== Exercise objective ==
Reproduce each line below precisely. Drop the pictures.

^^^^^^^^^^^^^^^^

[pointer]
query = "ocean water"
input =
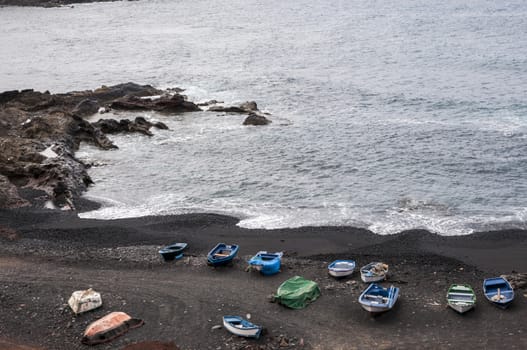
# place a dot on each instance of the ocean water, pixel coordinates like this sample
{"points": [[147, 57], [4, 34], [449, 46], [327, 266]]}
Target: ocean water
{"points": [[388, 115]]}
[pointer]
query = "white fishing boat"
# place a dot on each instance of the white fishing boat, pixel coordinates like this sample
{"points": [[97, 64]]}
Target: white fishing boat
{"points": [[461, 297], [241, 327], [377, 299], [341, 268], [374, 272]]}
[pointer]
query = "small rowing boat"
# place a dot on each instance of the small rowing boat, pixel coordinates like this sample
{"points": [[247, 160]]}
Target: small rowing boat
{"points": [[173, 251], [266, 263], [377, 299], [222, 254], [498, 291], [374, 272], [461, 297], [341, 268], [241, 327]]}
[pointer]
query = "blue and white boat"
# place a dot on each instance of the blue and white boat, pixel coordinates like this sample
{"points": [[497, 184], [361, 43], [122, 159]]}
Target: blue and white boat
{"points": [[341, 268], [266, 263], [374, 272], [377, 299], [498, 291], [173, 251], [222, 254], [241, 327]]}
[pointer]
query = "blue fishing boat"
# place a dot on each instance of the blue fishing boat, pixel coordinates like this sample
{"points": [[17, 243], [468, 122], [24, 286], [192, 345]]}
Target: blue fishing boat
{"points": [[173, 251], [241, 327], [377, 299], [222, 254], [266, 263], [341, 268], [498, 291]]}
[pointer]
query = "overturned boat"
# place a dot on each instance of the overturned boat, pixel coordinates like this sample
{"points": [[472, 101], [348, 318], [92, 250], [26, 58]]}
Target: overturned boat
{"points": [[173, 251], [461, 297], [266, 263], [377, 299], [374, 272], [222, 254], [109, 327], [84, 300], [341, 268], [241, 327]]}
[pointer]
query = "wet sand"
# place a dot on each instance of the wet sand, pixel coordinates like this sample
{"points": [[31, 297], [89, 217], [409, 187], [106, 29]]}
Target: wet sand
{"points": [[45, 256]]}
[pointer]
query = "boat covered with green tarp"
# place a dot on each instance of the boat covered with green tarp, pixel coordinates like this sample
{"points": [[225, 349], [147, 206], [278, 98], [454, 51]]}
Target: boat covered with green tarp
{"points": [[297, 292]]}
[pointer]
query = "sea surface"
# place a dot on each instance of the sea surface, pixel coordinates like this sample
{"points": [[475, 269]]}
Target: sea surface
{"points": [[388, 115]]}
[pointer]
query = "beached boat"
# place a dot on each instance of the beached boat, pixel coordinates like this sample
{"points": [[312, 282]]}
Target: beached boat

^^^^^^^^^^^^^^^^

== Expected answer ==
[pointer]
query = "ocean water"
input =
# place a dot on each instance of the ocean water, pixel coordinates like this sample
{"points": [[147, 57], [4, 34], [449, 46], [327, 266]]}
Target: ocean water
{"points": [[388, 115]]}
[pointer]
query = "white fishing boat"
# place a dot on each instance of the white fishing boat, pixel coordinates like this sample
{"points": [[97, 64]]}
Target: white fishing boat
{"points": [[461, 297], [241, 327], [377, 299], [341, 268], [374, 272]]}
[pointer]
query = "small rowing boat"
# place a dot on each instance of the small rowing boat, pixel coordinates like this sample
{"points": [[247, 160]]}
Target: small rowing boat
{"points": [[173, 251], [266, 263], [377, 299], [222, 254], [498, 291], [374, 272], [461, 297], [341, 268], [241, 327]]}
[pointer]
query = "blue and white boat"
# place a dot on each instance of the blue and white boat, pixel coordinates like this sample
{"points": [[497, 184], [361, 43], [122, 159]]}
Target: blue and white boat
{"points": [[341, 268], [266, 263], [374, 272], [377, 299], [498, 291], [173, 251], [222, 254], [241, 327]]}
[pointer]
query = "blue fishing boat"
# place a dot on each instance of the blue fishing boat, pixel coordinates like this sample
{"points": [[17, 243], [468, 122], [24, 286], [192, 345]]}
Target: blue fishing boat
{"points": [[173, 251], [241, 327], [377, 299], [222, 254], [266, 263], [341, 268], [498, 291]]}
[pointer]
query = "overturned boat"
# place a dot on each instance of the overturned boat, pixel coordinates like this sample
{"points": [[472, 101], [348, 318], [92, 250], [26, 58]]}
Target: overturned boat
{"points": [[173, 251], [461, 297], [266, 263], [377, 299], [374, 272], [222, 254], [109, 327], [84, 300], [341, 268], [241, 327]]}
[pointer]
query = "wet sand"
# place a dot on each instance of the wet sand, pixel coordinates like this sample
{"points": [[31, 297], [89, 217], [409, 187], [106, 29]]}
Target: wet sand
{"points": [[45, 256]]}
[pointer]
query = "boat covered with green tarp"
# place a dot on each instance of the boat covered with green tarp, pixel coordinates like this sample
{"points": [[225, 349], [147, 206], [278, 98], [454, 51]]}
Target: boat covered with green tarp
{"points": [[297, 292]]}
[pointer]
query = "sea surface"
# place a dot on each instance of the sea surface, pixel coordinates like this sample
{"points": [[475, 269]]}
Target: sea surface
{"points": [[388, 115]]}
[pointer]
query = "beached boat"
# place a dot on each instance of the beached boat, pixel coordinates like this sample
{"points": [[312, 282]]}
Target: beached boat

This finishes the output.